**Compito richiesto 1**
Restituisci il tratto del brano sulla colonna di scarico che va da "La Corte rileva" fino a "coniugi B.- D..", riportandolo senza alcuna modifica.
**Compito richiesto 2**
Raccogli tutte le righe dell'elenco che contengono la stringa "surface", tenendo conto di maiuscole e minuscole.

**Testo di partenza**
──────
La Corte rileva l’infondatezza delle dette censure che, per evidenti ragioni di ordine logico e per economia di motivazione, possono essere esaminate congiuntamente per la loro stretta connessione ed interdipendenza riguardando tutte – quale più quale meno e sia pur sotto aspetti e profili diversi -la stessa questione relativa alla condominialità o meno della “braga” della colonna di scarico dalla quale sono derivate le infiltrazioni d’acqua nell’appartamento dei coniugi B.- D..
──────
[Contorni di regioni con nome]
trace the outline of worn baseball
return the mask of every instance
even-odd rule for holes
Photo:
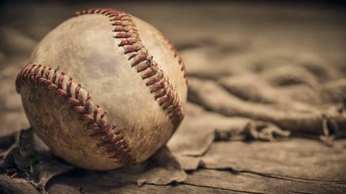
[[[91,170],[141,162],[184,116],[185,68],[148,23],[91,9],[48,34],[16,87],[35,132],[57,156]]]

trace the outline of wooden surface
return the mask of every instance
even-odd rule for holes
[[[259,69],[266,71],[294,65],[297,68],[285,68],[275,74],[298,74],[298,77],[309,78],[308,85],[322,85],[335,78],[341,83],[335,87],[345,86],[346,28],[343,23],[346,23],[346,14],[344,8],[335,5],[251,1],[198,5],[183,2],[8,3],[2,6],[0,29],[1,136],[28,127],[14,83],[17,72],[35,46],[75,11],[92,7],[122,9],[163,30],[183,56],[191,80],[214,81],[229,91],[230,88],[234,90],[233,85],[220,77],[243,76],[243,68],[257,68],[254,73],[257,75],[261,72]],[[308,70],[312,66],[317,72],[310,77],[300,65]],[[243,77],[250,80],[249,77]],[[262,83],[258,80],[253,82]],[[194,88],[194,83],[197,81],[192,81],[190,89]],[[337,88],[338,93],[333,93],[336,100],[330,104],[338,104],[340,97],[346,97],[343,88]],[[279,94],[280,99],[297,99],[300,102],[309,97],[304,90],[294,93],[296,90],[290,88],[291,93],[280,93],[282,89],[275,87],[279,92],[271,94]],[[251,101],[254,90],[248,90],[246,100],[240,92],[231,92]],[[334,90],[323,91],[325,94]],[[320,95],[313,94],[311,99],[319,99]],[[188,175],[183,182],[170,183],[175,177],[170,180],[167,177],[174,177],[174,173],[162,173],[165,174],[162,177],[156,175],[156,171],[167,172],[165,168],[154,168],[150,173],[156,176],[155,180],[141,186],[137,185],[137,175],[126,171],[95,173],[76,169],[53,178],[45,189],[49,193],[346,193],[346,140],[336,140],[330,146],[313,134],[314,139],[291,137],[270,142],[254,140],[253,135],[252,141],[248,141],[248,133],[244,130],[254,118],[246,114],[235,115],[244,117],[233,117],[234,112],[228,112],[227,107],[215,108],[213,103],[208,104],[208,99],[194,99],[195,95],[190,93],[189,100],[198,106],[189,104],[187,121],[168,144]],[[218,102],[217,96],[208,95],[212,102]],[[328,108],[329,104],[323,106]],[[285,107],[289,108],[289,104]],[[0,191],[10,193],[20,193],[23,189],[28,193],[38,192],[28,182],[11,180],[3,174],[0,175],[0,186],[3,187]]]

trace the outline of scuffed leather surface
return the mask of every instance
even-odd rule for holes
[[[140,37],[148,39],[146,43],[150,42],[147,48],[154,60],[157,58],[156,62],[185,103],[186,84],[173,52],[162,38],[152,38],[161,35],[153,27],[138,19],[135,21],[140,27]],[[140,162],[167,142],[174,128],[167,114],[155,101],[136,69],[131,67],[123,49],[118,46],[120,40],[113,38],[112,30],[109,18],[101,14],[73,17],[46,36],[33,52],[29,64],[44,64],[62,71],[73,77],[73,81],[82,84],[94,103],[107,112],[108,122],[117,126],[116,131],[122,133],[131,150],[131,155]],[[141,36],[141,32],[148,30],[154,32]],[[98,151],[96,143],[100,142],[89,137],[86,124],[80,122],[78,115],[69,113],[71,107],[53,103],[62,100],[53,94],[46,95],[44,91],[35,88],[31,90],[22,92],[29,121],[57,155],[89,169],[120,166],[104,152]],[[37,95],[38,99],[30,102],[26,99],[28,95]],[[62,108],[64,112],[60,111]],[[36,119],[30,115],[33,111]],[[37,126],[37,120],[43,125]],[[56,130],[44,127],[53,124]]]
──────
**Risposta attesa 1**
La Corte rileva l’infondatezza delle dette censure che, per evidenti ragioni di ordine logico e per economia di motivazione, possono essere esaminate congiuntamente per la loro stretta connessione ed interdipendenza riguardando tutte – quale più quale meno e sia pur sotto aspetti e profili diversi -la stessa questione relativa alla condominialità o meno della “braga” della colonna di scarico dalla quale sono derivate le infiltrazioni d’acqua nell’appartamento dei coniugi B.- D..

**Risposta attesa 2**
trace the outline of wooden surface
trace the outline of scuffed leather surface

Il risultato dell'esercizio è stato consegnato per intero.